• _DIRECTIVES_:
**1.** List every city named in the passage below on airline flight suspensions, giving each one once.
**2.** In the passage below on airline flight suspensions, reproduce word for word everything from "Air Canada temporarily" down to "route remains active.".

• _DOCUMENT SEGMENT_:
The airline will continue to monitor the situation closely and may make additional adjustments as the situation continues to evolve.
Air Canada temporarily suspended all direct flights to Shanghai and Beijing from Canada until Mar. 27, and from China until Mar. 28. It also suspended its Toronto to Hong Kong flights from Mar. 1-27, but its Vancouver to Hong Kong route remains active.
The carrier has extended its goodwill policy, allowing customers who are unable to travel due to new government-imposed entry requirements to be able to rebook their travel or be eligible for a refund later. Travelers will have the option to rebook their flights free of charge if they travel by June 15, 2020.
Customers traveling to, from or via Beijing, Shanghai or Wuhan will also have the option of canceling their flight for a full refund.
British Airways canceled all flights to Beijing and Shanghai until Apr. 1. Flights to and from Hong Kong remain unaffected.
Customers flying to and from Hong Kong up until Apr. 1 will have the option to rebook on to another flight operated by British Airways to the same destination at a later date, or request a refund.
“This situation will remain under review and we will continue to provide regular updates. If you have a booking with us, please make sure we have your contact details,” the airline said in a statement.

• _MATERIAL SUPPLIED_:
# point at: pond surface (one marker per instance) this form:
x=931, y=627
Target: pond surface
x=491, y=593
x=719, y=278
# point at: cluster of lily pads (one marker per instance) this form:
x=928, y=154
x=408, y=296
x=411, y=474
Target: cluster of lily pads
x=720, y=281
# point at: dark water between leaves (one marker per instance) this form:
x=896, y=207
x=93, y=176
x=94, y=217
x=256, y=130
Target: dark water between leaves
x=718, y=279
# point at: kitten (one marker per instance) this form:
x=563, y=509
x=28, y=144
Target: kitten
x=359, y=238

---

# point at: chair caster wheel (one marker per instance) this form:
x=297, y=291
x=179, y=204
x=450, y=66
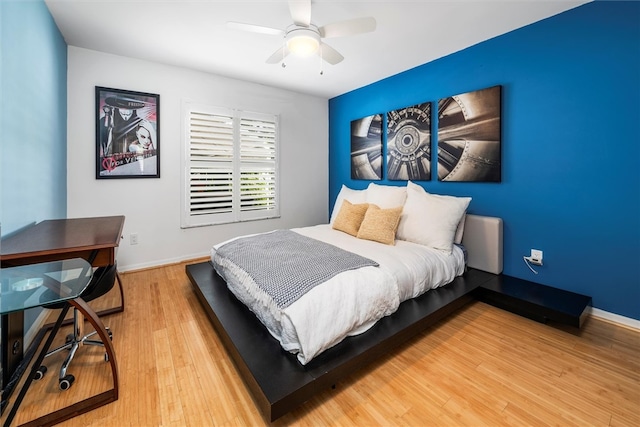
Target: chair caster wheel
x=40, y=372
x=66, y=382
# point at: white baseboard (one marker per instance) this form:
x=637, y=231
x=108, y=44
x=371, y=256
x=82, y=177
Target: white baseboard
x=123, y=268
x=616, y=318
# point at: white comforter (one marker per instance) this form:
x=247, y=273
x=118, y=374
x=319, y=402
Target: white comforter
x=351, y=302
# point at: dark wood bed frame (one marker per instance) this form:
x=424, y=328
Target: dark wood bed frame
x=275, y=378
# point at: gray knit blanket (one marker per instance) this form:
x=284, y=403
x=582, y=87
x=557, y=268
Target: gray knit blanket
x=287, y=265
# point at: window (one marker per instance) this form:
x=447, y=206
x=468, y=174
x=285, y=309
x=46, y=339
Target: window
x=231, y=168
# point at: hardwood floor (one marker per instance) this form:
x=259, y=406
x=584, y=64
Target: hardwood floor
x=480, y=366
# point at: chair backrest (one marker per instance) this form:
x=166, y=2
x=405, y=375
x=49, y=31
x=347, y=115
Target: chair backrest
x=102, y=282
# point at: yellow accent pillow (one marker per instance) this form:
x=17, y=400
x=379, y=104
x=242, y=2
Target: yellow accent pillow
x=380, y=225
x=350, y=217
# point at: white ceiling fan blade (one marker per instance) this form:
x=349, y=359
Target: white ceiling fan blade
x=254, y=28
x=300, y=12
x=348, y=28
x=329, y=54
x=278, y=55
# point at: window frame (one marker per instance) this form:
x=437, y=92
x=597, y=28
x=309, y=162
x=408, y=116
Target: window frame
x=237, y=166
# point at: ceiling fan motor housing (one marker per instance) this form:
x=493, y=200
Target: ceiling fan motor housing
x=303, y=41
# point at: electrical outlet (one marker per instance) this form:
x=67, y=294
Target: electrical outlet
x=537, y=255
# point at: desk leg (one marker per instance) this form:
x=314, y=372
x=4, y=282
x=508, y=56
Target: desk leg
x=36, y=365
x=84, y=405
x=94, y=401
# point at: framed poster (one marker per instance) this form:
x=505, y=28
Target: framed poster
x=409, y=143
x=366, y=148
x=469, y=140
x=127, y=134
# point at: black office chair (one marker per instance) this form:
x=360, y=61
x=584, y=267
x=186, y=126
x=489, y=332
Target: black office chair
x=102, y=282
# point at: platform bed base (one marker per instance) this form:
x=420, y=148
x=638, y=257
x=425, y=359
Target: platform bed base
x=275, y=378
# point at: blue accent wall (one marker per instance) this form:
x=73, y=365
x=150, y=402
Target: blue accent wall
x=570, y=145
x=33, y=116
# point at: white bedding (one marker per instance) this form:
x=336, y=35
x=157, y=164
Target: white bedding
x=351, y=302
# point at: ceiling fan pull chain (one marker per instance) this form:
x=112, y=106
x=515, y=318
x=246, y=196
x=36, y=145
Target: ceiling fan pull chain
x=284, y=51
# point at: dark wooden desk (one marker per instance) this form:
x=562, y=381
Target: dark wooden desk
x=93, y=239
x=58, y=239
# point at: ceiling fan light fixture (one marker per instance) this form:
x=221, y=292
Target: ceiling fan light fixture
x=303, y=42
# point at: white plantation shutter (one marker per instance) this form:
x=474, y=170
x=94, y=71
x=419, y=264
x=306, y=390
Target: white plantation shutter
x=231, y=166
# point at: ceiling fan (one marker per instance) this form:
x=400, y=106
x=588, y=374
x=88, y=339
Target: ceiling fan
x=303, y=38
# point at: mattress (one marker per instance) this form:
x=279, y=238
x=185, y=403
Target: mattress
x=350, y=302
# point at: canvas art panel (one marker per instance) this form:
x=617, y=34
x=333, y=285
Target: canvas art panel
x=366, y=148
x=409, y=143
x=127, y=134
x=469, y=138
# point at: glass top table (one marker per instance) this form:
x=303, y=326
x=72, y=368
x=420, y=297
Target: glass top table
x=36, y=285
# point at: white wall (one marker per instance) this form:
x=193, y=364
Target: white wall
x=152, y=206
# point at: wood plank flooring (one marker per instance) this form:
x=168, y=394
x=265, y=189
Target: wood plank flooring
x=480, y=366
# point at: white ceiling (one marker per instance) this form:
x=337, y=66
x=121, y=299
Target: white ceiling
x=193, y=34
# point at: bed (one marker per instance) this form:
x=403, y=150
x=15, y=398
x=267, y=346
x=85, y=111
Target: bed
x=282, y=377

• _SOLUTIONS BELOW_:
**1.** Shanghai, Beijing, Toronto, Hong Kong, Vancouver, Wuhan

**2.**
Air Canada temporarily suspended all direct flights to Shanghai and Beijing from Canada until Mar. 27, and from China until Mar. 28. It also suspended its Toronto to Hong Kong flights from Mar. 1-27, but its Vancouver to Hong Kong route remains active.